• Aufgabenstellung 1
Schreiben Sie aus den weiter unten aufgeführten Zeilen, nicht aus dem Text, den Abschnitt unverändert ab: Beginnen Sie bei der Zeile, die „Check that each instance of the small“ enthält, und hören Sie mit der letzten dieser Zeilen auf, wobei beide Enden dazugehören. Lassen Sie die Bilder in Ihrer Antwort weg.

------------------------

"Variantenwörterbuch des Deutschen"

Was die Österreicher mit "Topfen" meinen

Ein Mitglied einer neunköpfigen Jury testet am in der Bäckerei Rösler in Berlin-Spandau beim "Vierten Berlin- Brandenburger Käsekuchen-Wettbewerb" frisch gebackenen Käsekuchen aus Schichtquark.
Aus dem deutschen Quark wird in Österreich der Topfen. Jetzt ist eine Neuauflage des "Variantenwörterbuchs des Deutschen" erschienen © picture alliance / dpa / Wolfgang Kumm
Ulrich Ammon im Gespräch mit Korbinian Frenzel  · 24.11.2016
In Deutschland heißt ein kleinlicher Mensch "Korinthenkacker", in Österreich "Tüpferlreiter" und in der Schweiz "Tüpflischeißer". Die Unterschiede zeigt das neue "Variantenwörterbuchs des Deutschen", an der 40 Wissenschaftler mitgearbeitet haben.

------------------------

• Aufgabenstellung 2
Geben Sie aus dem obigen Text über das Variantenwörterbuch die Passage wortgetreu wieder, die bei den Worten „Was die Österreicher“ beginnt und nach den Worten „Wissenschaftler mitgearbeitet haben.“ endet.

------------------------

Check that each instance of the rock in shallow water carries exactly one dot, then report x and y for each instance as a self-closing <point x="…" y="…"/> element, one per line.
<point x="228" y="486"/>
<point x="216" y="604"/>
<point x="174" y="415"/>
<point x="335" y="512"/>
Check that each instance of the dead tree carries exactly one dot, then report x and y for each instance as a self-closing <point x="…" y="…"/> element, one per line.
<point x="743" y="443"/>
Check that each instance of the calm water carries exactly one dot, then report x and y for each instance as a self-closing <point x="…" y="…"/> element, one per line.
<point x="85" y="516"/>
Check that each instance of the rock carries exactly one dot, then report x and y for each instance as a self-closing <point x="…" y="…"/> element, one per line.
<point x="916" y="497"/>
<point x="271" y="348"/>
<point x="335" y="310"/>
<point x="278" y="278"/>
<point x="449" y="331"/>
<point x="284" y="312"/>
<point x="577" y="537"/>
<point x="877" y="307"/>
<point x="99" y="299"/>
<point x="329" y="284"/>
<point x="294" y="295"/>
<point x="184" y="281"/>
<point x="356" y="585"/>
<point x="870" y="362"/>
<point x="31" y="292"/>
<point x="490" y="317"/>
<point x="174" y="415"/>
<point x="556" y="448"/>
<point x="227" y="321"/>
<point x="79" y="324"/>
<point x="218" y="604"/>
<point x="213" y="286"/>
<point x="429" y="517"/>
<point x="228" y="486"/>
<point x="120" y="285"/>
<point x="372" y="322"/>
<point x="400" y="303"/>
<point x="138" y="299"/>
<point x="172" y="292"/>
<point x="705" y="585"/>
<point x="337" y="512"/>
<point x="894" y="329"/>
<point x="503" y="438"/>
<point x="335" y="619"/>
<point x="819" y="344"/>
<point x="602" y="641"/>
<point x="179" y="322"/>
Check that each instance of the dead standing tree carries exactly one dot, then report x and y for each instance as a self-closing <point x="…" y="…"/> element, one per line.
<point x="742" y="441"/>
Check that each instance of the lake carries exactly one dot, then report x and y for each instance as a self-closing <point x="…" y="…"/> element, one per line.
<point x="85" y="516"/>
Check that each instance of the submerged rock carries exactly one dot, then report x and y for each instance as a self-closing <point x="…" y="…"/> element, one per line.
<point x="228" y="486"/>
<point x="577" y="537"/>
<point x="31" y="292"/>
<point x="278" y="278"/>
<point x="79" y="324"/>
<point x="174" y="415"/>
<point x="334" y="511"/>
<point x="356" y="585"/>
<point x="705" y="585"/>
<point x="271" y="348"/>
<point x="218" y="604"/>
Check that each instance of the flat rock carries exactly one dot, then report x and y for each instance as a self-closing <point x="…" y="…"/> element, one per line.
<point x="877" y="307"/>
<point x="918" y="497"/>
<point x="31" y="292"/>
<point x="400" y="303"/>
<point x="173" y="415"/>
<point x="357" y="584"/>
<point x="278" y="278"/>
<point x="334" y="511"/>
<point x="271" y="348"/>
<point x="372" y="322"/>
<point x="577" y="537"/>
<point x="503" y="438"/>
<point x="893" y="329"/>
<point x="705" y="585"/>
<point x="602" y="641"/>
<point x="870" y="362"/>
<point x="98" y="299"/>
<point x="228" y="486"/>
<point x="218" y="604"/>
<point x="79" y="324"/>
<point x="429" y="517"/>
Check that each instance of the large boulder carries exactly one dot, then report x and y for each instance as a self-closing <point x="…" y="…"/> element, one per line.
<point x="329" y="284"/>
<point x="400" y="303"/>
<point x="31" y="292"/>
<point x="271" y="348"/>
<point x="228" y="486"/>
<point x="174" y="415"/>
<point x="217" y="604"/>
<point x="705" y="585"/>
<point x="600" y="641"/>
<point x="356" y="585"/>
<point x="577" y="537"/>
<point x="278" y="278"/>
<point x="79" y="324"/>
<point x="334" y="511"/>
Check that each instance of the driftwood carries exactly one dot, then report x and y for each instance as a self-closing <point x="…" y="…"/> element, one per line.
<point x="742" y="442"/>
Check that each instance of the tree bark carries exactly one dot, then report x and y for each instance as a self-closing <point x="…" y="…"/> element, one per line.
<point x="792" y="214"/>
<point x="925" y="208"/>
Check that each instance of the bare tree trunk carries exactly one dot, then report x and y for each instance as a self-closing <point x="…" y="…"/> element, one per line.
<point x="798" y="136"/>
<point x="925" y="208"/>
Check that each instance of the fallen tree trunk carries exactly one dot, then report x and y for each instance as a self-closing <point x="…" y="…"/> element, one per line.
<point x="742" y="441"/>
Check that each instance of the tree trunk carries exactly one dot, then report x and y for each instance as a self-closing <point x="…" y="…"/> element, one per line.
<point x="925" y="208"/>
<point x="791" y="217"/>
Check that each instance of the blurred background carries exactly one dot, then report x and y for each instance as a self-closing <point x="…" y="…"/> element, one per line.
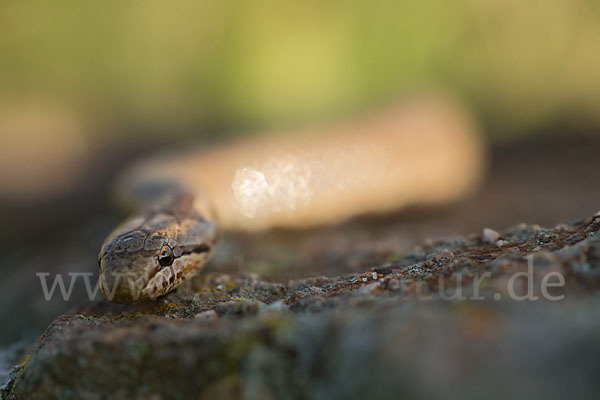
<point x="86" y="87"/>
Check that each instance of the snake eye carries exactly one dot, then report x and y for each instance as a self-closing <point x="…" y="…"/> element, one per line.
<point x="165" y="257"/>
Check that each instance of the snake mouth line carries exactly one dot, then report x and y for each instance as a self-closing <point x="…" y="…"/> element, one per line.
<point x="171" y="277"/>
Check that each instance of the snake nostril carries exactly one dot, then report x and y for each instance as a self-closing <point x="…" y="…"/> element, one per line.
<point x="166" y="257"/>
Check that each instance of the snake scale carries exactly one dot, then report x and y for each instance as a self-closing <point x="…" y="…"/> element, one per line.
<point x="423" y="152"/>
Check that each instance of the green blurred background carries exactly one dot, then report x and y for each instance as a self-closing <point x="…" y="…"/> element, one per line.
<point x="182" y="66"/>
<point x="82" y="77"/>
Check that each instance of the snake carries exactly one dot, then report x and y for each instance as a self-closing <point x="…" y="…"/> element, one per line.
<point x="424" y="151"/>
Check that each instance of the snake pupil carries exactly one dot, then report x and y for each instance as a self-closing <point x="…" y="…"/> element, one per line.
<point x="165" y="257"/>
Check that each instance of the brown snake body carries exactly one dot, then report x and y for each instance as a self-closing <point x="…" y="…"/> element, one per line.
<point x="426" y="153"/>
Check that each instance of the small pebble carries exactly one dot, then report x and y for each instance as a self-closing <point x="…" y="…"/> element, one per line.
<point x="490" y="235"/>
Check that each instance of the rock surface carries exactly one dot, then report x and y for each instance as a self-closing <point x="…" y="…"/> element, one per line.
<point x="464" y="318"/>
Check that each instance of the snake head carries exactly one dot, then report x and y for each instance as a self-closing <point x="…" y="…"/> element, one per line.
<point x="148" y="256"/>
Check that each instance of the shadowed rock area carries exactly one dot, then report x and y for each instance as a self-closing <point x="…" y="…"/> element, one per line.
<point x="452" y="319"/>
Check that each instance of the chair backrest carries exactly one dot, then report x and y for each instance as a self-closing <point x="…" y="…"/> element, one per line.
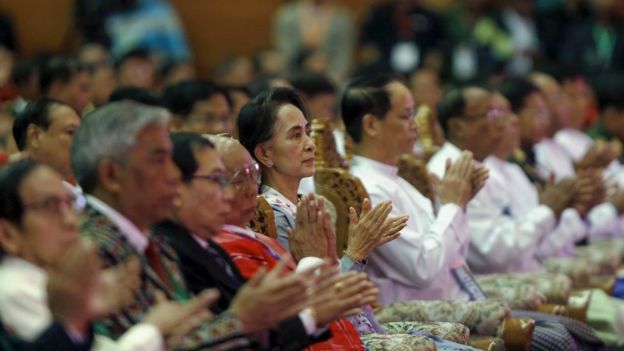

------------------------

• Vollständige Lösung 1
Check that each instance of the small pebble carries exactly one dot, then report x and y for each instance as a self-closing <point x="…" y="…"/> element, one per line.
<point x="490" y="235"/>
Check that each instance of the rock surface carries exactly one dot, then report x and y for each instance as a self-closing <point x="…" y="…"/> element, one per line.
<point x="464" y="318"/>
Check that each instance of the snake head carries exactly one dot, then report x and y for each instance as a self-closing <point x="…" y="…"/> element, one per line.
<point x="148" y="256"/>
Check that each instance of the shadowed rock area carries exactly one dot, then report x and y for each instance as a self-closing <point x="…" y="…"/> element, one per line.
<point x="452" y="319"/>
Check that each instance of the chair backrest carries exactly one dot, then report x and y for each instance as a self-closing <point x="…" y="…"/> element, one per line.

• Vollständige Lösung 2
Was die Österreicher mit "Topfen" meinen

Ein Mitglied einer neunköpfigen Jury testet am in der Bäckerei Rösler in Berlin-Spandau beim "Vierten Berlin- Brandenburger Käsekuchen-Wettbewerb" frisch gebackenen Käsekuchen aus Schichtquark.
Aus dem deutschen Quark wird in Österreich der Topfen. Jetzt ist eine Neuauflage des "Variantenwörterbuchs des Deutschen" erschienen © picture alliance / dpa / Wolfgang Kumm
Ulrich Ammon im Gespräch mit Korbinian Frenzel  · 24.11.2016
In Deutschland heißt ein kleinlicher Mensch "Korinthenkacker", in Österreich "Tüpferlreiter" und in der Schweiz "Tüpflischeißer". Die Unterschiede zeigt das neue "Variantenwörterbuchs des Deutschen", an der 40 Wissenschaftler mitgearbeitet haben.